Jain philosophy explains that seven tattva (truths or fundamental principles) constitute reality. These are:— 
jīva- the soul which is characterized by consciousness
ajīva- the non-soul
āsrava (influx)- inflow of auspicious and evil karmic matter into the soul.
bandha (bondage)- mutual intermingling of the soul and karmas.
samvara (stoppage)- obstruction of the inflow of karmic matter into the soul.
nirjara (gradual dissociation)- separation or falling-off of part of karmic matter from the soul.
mokṣha (liberation)- complete annihilation of all karmic matter (bound with any particular soul).

The knowledge of these reals is said to be essential for the liberation of the soul.

However, as per one sect of Jain i.e. Shwetamber (Sthanakwasi), there are total nine tattva (truths or fundamental principles).

Seven tattva are same as above but 2 more tattva are there namely:

Overview 
The first two are the two ontological categories of the soul jīva and the non-soul ajīva, namely the axiom that they exist. The third truth is that through the interaction, called yoga, between the two substances, soul and non-soul, karmic matter flows into the soul (āsrava), clings to it, becomes converted into karma and the fourth truth acts as a factor of bondage (bandha), restricting the manifestation of the consciousness intrinsic to it. The fifth truth states that a stoppage (saṃvara) of new karma is possible through asceticism through practice of right conduct, faith and knowledge. An intensification of asceticism burns up the existing karma – this sixth truth is expressed by the word nirjarā. The final truth is that when the soul is freed from the influence of karma, it reaches the goal of Jaina teaching, which is liberation or mokṣa. In some texts punya or spiritual merit and papa or spiritual demerit are counted among the fundamental reals. But in major Jain texts like Tattvārthasūtra the number of tattvas is seven because both punya and papa are included in āsrava or bandha. According to the Jain text, Sarvārthasiddhi, translates S.A. Jain:

Jīva

Jainism believes that the souls (jīva) exist as a reality, having a separate existence from the body that houses it. Jīva is characterised by chetana (consciousness) and upayoga (knowledge and perception). Though the soul experiences both birth and death, it is neither really destroyed nor created. Decay and origin refer respectively to the disappearing of one state of soul and appearance of another state, these being merely the modes of the soul.

Ajīva

Ajīva are the five non-living substances that make up the universe along with the jīva. They are:
Pudgala (Matter) –Matter is classified as solid, liquid, gaseous, energy, fine Karmic materials and extra-fine matter or ultimate particles. Paramānu or ultimate particles are considered the basic building block of all matter. One of the qualities of the Paramānu and Pudgala is that of permanence and indestructibility. It combines and changes its modes but its basic qualities remain the same. According to Jainism, it cannot be created nor destroyed.

# Material provided:
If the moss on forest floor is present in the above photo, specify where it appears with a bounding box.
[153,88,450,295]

# Tasks to carry out:
1. From the text on Jain tattva, list the seven tattva that Jain philosophy says constitute reality.
2. Condense the paragraph of the text on Jain tattva that begins "Jainism believes that the souls" into a shorter version that retains its main facts.
3. Transcribe, word for word, the portion of the text on Jain tattva that opens with the words containing "samvara (stoppage)- obstruction" and closes with "any particular soul).".

# Worked answers:
1.
- jīva
- ajīva
- āsrava
- bandha
- samvara
- nirjara
- mokṣha

2. Jainism holds that souls (jīva) are real and exist apart from the bodies that house them. Jīva is marked by chetana (consciousness) and upayoga (knowledge and perception). Although the soul undergoes birth and death, it is never truly created or destroyed. Decay and origin are merely its modes: one state of the soul disappears and another appears.

3.
samvara (stoppage)- obstruction of the inflow of karmic matter into the soul.
nirjara (gradual dissociation)- separation or falling-off of part of karmic matter from the soul.
mokṣha (liberation)- complete annihilation of all karmic matter (bound with any particular soul).